(Stored records):

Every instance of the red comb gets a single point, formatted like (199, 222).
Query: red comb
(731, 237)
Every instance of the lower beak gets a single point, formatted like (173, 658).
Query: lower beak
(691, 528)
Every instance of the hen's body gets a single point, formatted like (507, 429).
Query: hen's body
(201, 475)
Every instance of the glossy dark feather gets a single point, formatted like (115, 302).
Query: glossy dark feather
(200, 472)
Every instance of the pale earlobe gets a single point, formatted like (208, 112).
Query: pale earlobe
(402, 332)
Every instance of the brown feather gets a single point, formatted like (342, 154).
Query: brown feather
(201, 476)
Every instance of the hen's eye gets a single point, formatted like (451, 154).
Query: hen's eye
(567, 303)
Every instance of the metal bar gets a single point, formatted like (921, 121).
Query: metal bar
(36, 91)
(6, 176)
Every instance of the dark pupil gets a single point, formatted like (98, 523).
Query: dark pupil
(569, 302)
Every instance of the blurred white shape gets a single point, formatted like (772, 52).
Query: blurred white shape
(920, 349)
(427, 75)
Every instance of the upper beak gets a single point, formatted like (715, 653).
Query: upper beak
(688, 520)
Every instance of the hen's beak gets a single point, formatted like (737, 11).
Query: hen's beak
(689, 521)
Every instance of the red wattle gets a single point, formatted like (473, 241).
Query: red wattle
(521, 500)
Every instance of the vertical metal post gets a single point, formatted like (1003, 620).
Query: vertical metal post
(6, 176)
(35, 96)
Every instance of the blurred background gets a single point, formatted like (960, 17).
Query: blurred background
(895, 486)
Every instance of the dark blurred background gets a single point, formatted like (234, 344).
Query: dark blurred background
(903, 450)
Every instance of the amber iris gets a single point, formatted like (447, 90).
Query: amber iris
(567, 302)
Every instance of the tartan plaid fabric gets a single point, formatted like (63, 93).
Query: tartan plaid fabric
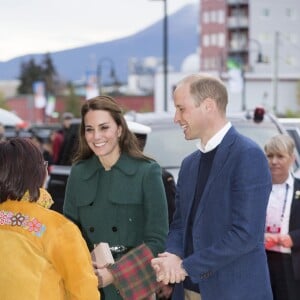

(ABOUT THIS EXERCISE): The entries above must be restated exactly in the answer, and the pictures left out.

(RESPONSE BOX):
Every instance of the red comb gets a single point, formatted like (199, 222).
Query: red comb
(731, 237)
Every instance of the lower beak gets a single point, formatted like (173, 658).
Query: lower beak
(691, 528)
Every instance of the hen's body gets a single point, formatted like (507, 429).
Query: hen's body
(201, 475)
Every instance of the glossy dark feather gets a single point, formatted like (115, 302).
Query: glossy dark feather
(200, 472)
Every instance of the pale earlobe gets a single point, formatted like (208, 112).
Query: pale earlobe
(402, 332)
Every instance of the brown feather gets a single point, formatted like (342, 154).
Query: brown feather
(201, 476)
Every instance of the hen's eye gets a single point, formatted like (451, 154).
Query: hen's eye
(567, 303)
Every instance of the metal bar gets a single point, formatted like (921, 121).
Query: metal bar
(36, 91)
(6, 176)
Every instance of the dark pupil gets a single point, formatted like (98, 523).
Query: dark pupil
(569, 302)
Every instance of the blurred white shape gets a single point, formatted like (772, 52).
Query: blurred white shape
(920, 349)
(427, 75)
Every instance of the upper beak gets a single point, formatted like (715, 653).
Query: upper beak
(688, 520)
Every instance of the hen's beak gets a single point, formatted like (737, 11).
Query: hen's beak
(689, 521)
Every instance of the red wattle gets a single point, formatted like (473, 241).
Query: red wattle
(521, 500)
Every instance of the vertical metal post gets a single point, formatted like (1003, 620).
Query: vertical metal post
(6, 176)
(35, 96)
Every instance of the blurred background gets a single point, formatted like (960, 17).
Query: blurred background
(895, 486)
Every instance of the dark blurred background gets a single point, formatted like (234, 344).
Query: dark blurred background
(903, 450)
Every instance of the amber iris gets a single point, formatted like (447, 90).
Query: amber iris
(567, 302)
Every instance of the tartan plaid fabric gets a single point, formatted like (63, 93).
Query: tartan plaid fabric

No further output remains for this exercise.